WHAT IS EXPECTED – Can you retype everything in the records below from the line containing "For the metal" down to the line containing "For the red", both of those lines included, character for character and with nothing else?

STORED DATA –

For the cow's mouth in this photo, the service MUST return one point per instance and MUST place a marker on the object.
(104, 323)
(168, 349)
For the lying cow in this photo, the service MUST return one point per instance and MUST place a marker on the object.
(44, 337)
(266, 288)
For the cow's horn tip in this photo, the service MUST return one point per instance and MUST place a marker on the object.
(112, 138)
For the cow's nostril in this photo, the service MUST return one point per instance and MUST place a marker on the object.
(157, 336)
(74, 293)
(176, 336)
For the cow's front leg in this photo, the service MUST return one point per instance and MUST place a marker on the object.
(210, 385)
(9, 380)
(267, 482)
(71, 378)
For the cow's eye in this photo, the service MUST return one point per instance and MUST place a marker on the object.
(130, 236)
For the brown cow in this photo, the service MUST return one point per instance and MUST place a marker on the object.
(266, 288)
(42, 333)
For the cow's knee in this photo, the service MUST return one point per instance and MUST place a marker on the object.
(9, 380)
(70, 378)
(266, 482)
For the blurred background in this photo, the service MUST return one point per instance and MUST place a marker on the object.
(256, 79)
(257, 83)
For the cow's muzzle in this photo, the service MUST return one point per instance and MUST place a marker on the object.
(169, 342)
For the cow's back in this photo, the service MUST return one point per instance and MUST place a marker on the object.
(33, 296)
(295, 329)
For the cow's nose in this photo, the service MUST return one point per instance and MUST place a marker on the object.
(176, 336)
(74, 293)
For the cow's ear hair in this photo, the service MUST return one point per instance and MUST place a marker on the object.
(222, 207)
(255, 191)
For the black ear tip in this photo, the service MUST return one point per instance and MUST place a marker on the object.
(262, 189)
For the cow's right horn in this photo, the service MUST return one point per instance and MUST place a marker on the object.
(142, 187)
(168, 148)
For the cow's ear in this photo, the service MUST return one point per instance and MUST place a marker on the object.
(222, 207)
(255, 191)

...

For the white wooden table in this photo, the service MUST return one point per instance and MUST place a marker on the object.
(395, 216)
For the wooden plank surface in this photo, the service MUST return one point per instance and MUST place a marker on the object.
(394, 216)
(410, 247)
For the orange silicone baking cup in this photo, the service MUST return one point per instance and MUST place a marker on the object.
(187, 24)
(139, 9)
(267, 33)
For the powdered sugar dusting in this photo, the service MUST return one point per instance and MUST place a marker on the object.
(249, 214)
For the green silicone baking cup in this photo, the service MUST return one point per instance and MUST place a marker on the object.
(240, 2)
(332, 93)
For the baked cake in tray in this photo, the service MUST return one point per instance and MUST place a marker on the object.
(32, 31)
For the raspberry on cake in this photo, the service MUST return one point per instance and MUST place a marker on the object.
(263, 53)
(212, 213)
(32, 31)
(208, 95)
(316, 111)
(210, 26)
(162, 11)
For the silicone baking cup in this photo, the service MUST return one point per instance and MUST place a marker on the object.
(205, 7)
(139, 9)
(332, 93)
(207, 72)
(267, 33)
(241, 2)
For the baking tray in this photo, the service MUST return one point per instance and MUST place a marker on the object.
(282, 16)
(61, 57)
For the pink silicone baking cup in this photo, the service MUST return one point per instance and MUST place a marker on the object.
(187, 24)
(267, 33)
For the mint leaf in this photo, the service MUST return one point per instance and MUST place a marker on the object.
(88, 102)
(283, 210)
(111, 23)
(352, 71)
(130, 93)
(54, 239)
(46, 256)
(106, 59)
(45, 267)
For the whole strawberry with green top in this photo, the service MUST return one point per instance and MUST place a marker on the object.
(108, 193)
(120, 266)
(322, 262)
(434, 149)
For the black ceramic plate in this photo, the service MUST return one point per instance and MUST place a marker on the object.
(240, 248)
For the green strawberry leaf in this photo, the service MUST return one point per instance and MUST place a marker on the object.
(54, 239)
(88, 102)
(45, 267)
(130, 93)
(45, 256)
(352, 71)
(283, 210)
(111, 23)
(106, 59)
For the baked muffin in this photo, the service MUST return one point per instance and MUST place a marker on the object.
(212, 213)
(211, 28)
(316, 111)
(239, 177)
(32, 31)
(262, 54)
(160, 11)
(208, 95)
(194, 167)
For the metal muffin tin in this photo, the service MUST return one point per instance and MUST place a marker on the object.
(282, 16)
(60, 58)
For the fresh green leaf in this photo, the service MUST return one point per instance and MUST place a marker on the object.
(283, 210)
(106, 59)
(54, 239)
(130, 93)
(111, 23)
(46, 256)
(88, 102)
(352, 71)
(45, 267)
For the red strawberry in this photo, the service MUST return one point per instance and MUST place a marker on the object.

* * *

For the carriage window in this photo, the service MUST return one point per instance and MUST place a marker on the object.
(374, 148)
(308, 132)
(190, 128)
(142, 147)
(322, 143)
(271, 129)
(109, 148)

ANSWER IN FULL –
For the metal muffin tin in this photo, the service MUST return one point per instance and MUST place a marker on the object.
(282, 16)
(60, 58)
For the fresh green leaf in this photo, the service MUST return one point per instance and MUST place a marker on the object.
(283, 210)
(106, 59)
(54, 239)
(130, 93)
(111, 23)
(46, 256)
(88, 102)
(352, 71)
(45, 267)
For the red strawberry in this photo, the service MUST return one point per instance and MUST place a marker on the object.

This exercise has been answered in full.